--- begin DATA SHOWN ---

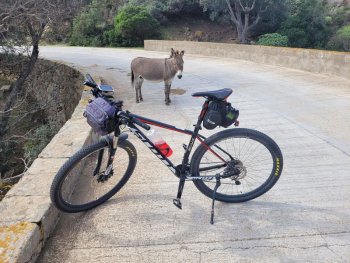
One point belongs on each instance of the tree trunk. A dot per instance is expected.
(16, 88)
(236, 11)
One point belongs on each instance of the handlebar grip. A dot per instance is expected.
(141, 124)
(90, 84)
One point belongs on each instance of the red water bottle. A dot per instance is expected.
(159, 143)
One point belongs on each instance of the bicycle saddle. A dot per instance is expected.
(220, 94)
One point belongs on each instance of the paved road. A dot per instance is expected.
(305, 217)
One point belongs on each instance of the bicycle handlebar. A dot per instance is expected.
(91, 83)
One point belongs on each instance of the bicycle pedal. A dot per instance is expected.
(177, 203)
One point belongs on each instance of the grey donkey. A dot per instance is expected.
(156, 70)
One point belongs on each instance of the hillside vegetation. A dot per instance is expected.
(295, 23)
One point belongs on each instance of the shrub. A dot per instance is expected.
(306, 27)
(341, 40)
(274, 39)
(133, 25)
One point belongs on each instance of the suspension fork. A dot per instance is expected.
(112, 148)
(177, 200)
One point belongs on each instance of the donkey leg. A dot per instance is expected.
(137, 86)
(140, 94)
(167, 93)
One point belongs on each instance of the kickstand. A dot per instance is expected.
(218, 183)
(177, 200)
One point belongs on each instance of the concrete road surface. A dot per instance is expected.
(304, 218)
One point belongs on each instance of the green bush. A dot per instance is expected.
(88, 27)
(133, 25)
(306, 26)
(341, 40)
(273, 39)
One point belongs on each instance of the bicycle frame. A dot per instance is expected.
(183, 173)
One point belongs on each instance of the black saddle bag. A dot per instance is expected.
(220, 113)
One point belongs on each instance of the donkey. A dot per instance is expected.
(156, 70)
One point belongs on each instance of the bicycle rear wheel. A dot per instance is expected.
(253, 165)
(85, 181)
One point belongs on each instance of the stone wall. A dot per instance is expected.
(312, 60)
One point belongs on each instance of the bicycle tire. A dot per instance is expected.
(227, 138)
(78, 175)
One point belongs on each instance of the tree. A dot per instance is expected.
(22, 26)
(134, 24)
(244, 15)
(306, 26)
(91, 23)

--- end DATA SHOWN ---
--- begin DATA SHOWN ---

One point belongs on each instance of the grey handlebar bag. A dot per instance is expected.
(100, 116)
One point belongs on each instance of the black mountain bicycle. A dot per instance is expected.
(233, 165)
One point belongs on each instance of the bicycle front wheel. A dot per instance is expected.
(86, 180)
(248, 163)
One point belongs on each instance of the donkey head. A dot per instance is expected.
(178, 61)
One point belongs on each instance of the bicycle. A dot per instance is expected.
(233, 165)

--- end DATA SHOWN ---

● PROBLEM
State how many lines of the items above contain the string "saddle", matching case exactly. Give only the number.

● RESPONSE BELOW
2